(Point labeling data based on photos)
====
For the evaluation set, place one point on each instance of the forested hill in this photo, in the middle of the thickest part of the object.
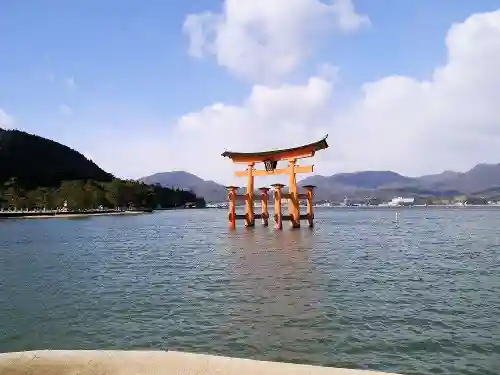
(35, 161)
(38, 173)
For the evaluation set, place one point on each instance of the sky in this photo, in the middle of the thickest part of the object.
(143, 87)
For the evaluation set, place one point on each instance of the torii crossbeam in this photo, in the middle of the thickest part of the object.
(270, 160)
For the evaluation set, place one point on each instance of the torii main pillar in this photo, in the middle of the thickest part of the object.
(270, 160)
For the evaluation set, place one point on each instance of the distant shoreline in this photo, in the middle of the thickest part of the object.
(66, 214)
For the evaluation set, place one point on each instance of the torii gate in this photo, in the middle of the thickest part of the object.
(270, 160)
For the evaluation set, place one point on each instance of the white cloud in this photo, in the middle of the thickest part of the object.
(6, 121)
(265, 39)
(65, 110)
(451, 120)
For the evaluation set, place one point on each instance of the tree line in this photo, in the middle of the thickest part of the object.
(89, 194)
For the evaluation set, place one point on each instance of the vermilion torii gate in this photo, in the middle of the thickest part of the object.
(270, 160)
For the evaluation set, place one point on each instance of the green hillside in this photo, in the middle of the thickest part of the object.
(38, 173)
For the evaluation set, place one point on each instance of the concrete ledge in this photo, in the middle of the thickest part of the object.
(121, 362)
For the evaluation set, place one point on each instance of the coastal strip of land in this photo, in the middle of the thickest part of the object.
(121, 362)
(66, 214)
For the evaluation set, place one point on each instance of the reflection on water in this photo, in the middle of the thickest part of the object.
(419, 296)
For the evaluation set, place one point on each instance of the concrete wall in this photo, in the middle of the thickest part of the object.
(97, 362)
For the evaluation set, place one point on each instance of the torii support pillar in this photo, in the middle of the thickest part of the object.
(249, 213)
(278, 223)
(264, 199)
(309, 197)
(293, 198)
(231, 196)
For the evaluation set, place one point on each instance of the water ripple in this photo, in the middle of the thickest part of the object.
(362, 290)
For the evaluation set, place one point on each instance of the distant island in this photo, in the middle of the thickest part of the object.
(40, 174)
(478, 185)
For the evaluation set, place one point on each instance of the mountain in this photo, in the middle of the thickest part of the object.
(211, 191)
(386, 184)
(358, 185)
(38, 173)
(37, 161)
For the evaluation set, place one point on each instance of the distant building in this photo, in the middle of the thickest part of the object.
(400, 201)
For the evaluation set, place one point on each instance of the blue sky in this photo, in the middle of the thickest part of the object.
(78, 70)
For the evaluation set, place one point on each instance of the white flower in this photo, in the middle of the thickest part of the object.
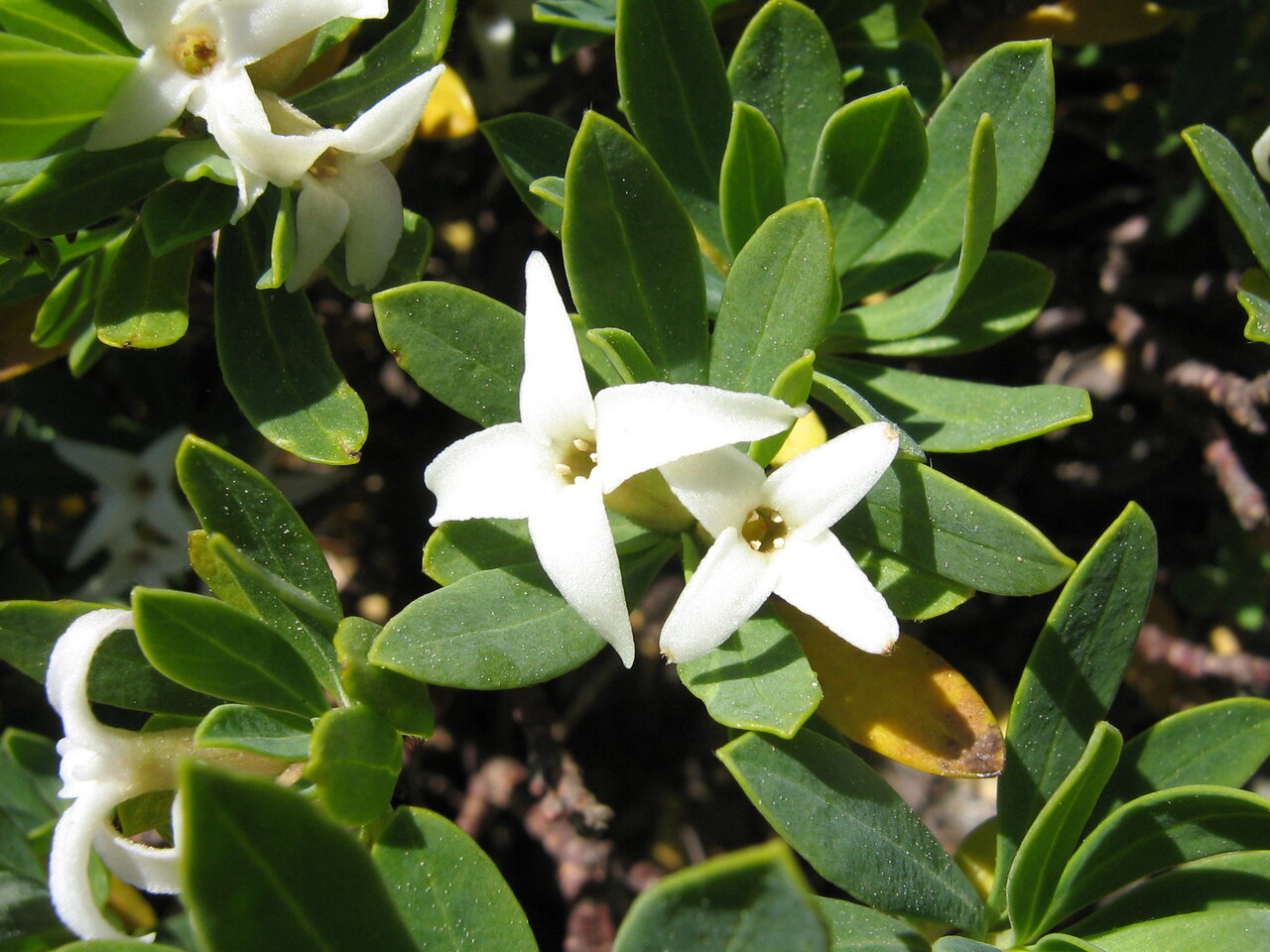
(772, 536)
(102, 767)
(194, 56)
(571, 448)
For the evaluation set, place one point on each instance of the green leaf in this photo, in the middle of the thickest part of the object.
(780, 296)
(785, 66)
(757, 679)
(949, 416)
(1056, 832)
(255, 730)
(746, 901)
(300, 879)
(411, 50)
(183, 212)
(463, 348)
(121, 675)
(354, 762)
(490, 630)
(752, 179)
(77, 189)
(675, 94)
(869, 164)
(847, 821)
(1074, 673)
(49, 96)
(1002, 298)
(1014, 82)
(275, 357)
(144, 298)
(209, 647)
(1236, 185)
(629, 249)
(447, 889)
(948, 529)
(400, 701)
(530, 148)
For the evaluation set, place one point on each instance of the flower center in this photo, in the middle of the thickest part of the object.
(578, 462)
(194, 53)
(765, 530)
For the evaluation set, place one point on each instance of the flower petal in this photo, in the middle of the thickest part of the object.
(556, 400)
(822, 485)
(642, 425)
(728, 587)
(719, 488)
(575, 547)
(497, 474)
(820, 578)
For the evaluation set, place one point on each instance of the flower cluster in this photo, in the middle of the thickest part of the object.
====
Please copy out every one of the entries above word for word, leaving the pictures out.

For the evaluation set, place one point on each instance of the forested hill in this photo, in the middle of the thickest part of the object.
(35, 161)
(38, 173)
For the evaluation set, place one point on each instance of the sky in this photo, in the middle of the thickest part of the object.
(143, 87)
For the evaluation set, place one point on each instance of the torii crossbeam in this photo, in the middle of the thickest part of the object.
(270, 160)
For the evaluation set, place one point on each instance of the torii main pillar in this photo, in the middle of the thickest part of the object.
(270, 160)
For the evaluation set, place one point on each instance of the distant shoreline in this photo, in the middle of the thickest part of the object.
(66, 214)
For the evaluation set, place one point on each instance of the torii gate in this photo, in the middle of the thickest part of the object.
(270, 160)
For the evaluation set, place one point on each instance of the white cloud in this photo, in the middle of the thickest part of the object.
(6, 121)
(265, 39)
(65, 110)
(451, 120)
For the evaluation set, place one point on each instance of the tree line in this photo, in the middle of the thickest part of the object.
(89, 194)
For the evaluation set, place one point on each instance of the vermilion torii gate in this photo, in the middle of the thickest part of the object.
(270, 160)
For the evaluation set, place one point on each instance of the green hillside in this photo, in the middle of the thickest part of the object.
(38, 173)
For the evaluation set, place one point on each instance of the concrete ledge in this photo, in the middle of the thickest part of the object.
(121, 362)
For the evaluation set, place one point on each instance of the coastal strip of land in this photo, in the middle of the thickest part of the object.
(121, 362)
(66, 214)
For the evaluation set, place one point on each instance of the reflection on water in this photo, in the middle of the thickest part of the object.
(419, 296)
For the evaluation set, place one point on each instance of the concrete wall in this photo, in the middle of the thickest part of the object.
(97, 362)
For the evaluation set, place one point on each instance of the torii support pillar in this photo, in the middle of the thickest part of the object.
(249, 213)
(278, 223)
(264, 199)
(309, 197)
(293, 198)
(231, 196)
For the evaluation set, place one point on each instance of the water ripple in this photo, in the middle of the thickest part of the object.
(362, 290)
For the evaluation set, place one point on each instance of the distant island in this photo, in the middle of the thickest part of the object.
(40, 174)
(478, 185)
For the evaluation set, place one point on each instance of the mountain in this photo, in the middle of the thickest part of the object.
(211, 191)
(386, 184)
(358, 185)
(38, 173)
(37, 161)
For the evaluation set, place one point on each instance of the distant building in this photo, in the middle of the thickest part of the object.
(400, 201)
For the evaluation set, place one point on each instance of the blue sky in this photo, in the middle of the thickest part of the object.
(78, 70)
For the evaluation set, place one point on each instance of the white flower in this photo, in the middle of the thickest part of the object.
(772, 536)
(102, 767)
(194, 56)
(571, 448)
For the evaluation set, place one point on each instance of the green leaf in this photo, in the middle of the thickest part of the object.
(780, 296)
(785, 66)
(757, 679)
(949, 416)
(1056, 832)
(255, 730)
(746, 901)
(300, 879)
(411, 50)
(183, 212)
(463, 348)
(121, 675)
(354, 762)
(490, 630)
(752, 179)
(77, 189)
(675, 94)
(869, 164)
(847, 821)
(1074, 673)
(49, 96)
(1002, 298)
(1014, 82)
(275, 357)
(144, 298)
(209, 647)
(1236, 185)
(629, 249)
(447, 889)
(948, 529)
(400, 701)
(530, 148)
For the evaluation set, place one point on each instance of the flower center in this photo, in the middle of the thickest part of the object.
(578, 462)
(194, 53)
(765, 530)
For the evaluation set, place one point on each instance of the flower petal in this photo, in the middle of the thickest part of the object.
(556, 400)
(822, 485)
(642, 425)
(728, 587)
(719, 488)
(575, 547)
(497, 474)
(820, 578)
For the evaluation set, place one point on each instance of the flower cluster in this photo, in the middle of the thickest part of the object.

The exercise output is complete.